* _Short problem_: Rewrite the lines from the one containing "Labeling tool prompt — Object to detect: football" through the one containing "[[0, 27, 361, 62]]", changing "concrete step" to "stone step" and keeping everything else the same.

* _Rows_:
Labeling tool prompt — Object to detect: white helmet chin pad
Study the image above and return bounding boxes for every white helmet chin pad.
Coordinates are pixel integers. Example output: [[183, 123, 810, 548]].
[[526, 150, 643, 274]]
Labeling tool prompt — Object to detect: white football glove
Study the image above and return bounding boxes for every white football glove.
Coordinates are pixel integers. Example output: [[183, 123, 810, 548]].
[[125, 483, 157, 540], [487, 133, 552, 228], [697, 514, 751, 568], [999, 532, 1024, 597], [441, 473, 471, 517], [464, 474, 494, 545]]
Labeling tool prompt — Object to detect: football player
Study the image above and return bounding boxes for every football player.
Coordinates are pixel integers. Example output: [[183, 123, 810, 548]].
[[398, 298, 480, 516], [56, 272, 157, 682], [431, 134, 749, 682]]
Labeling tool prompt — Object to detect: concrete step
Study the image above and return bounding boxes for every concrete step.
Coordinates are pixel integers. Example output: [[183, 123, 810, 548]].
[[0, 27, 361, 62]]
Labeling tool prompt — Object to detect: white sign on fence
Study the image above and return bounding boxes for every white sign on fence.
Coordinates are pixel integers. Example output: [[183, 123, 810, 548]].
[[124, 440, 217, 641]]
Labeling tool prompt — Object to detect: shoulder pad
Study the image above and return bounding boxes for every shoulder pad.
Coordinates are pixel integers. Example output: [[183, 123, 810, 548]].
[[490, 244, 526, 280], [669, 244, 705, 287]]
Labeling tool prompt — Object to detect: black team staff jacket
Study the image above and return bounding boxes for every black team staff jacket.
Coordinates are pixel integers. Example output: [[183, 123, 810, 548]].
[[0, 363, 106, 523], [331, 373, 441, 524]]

* _Exercise answer_:
Labeling tool prompt — Object to detect: football player
Study the image above and return bounding boxes for every football player.
Coordinates are pixel integers. Example output: [[183, 123, 810, 548]].
[[398, 298, 480, 516], [56, 272, 157, 682], [431, 134, 749, 682]]
Labeling tool prompt — Object to detect: stone step
Study the image above and return bounding boxes for every stone step.
Coordinates are pixel integers. Example output: [[183, 123, 810, 548]].
[[0, 27, 361, 62]]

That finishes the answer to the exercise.